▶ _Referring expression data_
+ + + + + + +
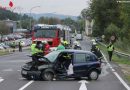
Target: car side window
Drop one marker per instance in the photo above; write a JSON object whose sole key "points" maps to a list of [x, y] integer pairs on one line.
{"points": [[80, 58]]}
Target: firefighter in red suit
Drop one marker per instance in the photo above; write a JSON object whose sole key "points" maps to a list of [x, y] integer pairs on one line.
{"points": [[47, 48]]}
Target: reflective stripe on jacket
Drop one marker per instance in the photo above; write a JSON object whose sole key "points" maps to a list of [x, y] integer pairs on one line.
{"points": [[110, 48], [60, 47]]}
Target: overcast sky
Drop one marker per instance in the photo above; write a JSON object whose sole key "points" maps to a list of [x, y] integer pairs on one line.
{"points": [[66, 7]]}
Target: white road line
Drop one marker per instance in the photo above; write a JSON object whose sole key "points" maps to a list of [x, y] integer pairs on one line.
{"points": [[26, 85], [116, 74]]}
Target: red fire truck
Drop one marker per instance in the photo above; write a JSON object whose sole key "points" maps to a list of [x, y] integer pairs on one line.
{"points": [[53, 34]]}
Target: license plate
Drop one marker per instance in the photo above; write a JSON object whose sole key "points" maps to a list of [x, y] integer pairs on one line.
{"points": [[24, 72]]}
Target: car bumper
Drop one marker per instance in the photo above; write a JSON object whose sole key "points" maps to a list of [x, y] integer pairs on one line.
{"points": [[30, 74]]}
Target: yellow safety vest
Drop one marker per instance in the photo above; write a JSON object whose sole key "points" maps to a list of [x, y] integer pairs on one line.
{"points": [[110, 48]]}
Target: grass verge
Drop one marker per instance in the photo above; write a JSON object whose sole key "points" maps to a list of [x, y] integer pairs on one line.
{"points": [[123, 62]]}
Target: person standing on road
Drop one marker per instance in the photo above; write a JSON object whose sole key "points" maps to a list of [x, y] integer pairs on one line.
+ + + + + + +
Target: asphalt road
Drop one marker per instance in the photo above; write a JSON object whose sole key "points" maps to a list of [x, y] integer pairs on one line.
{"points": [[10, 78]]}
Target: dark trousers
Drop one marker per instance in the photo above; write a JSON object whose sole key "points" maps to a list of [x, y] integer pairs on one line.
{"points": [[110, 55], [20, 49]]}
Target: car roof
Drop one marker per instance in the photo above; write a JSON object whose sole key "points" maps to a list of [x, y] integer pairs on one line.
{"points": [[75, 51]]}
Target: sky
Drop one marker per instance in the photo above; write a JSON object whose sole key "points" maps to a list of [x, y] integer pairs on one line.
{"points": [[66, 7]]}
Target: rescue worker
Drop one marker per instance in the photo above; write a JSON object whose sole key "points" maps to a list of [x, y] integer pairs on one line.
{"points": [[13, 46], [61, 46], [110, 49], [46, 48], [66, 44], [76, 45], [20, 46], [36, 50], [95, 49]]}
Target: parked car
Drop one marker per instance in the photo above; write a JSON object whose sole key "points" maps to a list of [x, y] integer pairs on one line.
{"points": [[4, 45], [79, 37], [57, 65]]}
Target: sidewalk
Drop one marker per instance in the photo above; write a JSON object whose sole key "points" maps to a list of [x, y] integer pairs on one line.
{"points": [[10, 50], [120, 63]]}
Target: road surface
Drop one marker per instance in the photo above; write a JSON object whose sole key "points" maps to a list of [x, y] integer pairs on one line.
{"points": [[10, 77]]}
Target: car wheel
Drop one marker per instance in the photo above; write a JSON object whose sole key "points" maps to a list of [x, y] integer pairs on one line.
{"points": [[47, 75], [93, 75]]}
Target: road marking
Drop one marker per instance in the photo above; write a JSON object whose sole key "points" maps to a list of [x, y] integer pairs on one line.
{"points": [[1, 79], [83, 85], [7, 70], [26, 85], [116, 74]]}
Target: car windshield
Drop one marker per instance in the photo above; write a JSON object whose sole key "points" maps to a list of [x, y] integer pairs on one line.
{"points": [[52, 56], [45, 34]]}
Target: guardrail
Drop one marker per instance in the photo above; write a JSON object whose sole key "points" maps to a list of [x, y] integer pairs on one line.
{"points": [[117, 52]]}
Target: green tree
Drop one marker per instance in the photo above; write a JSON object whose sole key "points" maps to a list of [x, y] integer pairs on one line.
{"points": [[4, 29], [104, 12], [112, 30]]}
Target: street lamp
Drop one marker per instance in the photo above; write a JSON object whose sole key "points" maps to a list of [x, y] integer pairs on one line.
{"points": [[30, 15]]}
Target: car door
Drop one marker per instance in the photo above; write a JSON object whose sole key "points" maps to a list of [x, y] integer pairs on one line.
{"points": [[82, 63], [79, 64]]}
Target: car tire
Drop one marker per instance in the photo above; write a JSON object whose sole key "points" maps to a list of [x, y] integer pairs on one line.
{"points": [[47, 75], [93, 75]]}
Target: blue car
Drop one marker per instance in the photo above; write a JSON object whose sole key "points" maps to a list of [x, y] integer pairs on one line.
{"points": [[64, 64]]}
+ + + + + + +
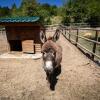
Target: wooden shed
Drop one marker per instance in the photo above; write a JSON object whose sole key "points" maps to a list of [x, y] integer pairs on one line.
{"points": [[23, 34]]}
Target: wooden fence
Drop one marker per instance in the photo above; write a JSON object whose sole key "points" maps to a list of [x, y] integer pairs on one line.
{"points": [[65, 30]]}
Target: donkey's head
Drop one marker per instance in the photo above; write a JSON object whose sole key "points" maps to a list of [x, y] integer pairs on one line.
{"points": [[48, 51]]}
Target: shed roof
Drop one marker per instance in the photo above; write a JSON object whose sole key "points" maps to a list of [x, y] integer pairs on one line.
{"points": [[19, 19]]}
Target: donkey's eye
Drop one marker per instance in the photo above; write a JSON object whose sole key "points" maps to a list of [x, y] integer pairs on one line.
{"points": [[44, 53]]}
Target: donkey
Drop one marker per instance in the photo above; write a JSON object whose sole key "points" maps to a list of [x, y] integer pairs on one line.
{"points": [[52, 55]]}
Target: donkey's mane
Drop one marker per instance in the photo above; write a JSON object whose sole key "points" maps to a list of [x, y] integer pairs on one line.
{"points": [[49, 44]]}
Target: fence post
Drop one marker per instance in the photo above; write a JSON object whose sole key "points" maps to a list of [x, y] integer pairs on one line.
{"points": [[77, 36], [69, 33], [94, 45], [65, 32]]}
+ + + + + + +
▶ _AIM OF THE TASK_
In the entries above, find each line containing the string "road" and copy it.

▶ _SOLUTION FOR THIS PROBLEM_
Target: white road line
Target: person standing on road
Target: asphalt road
Target: road surface
Target: road marking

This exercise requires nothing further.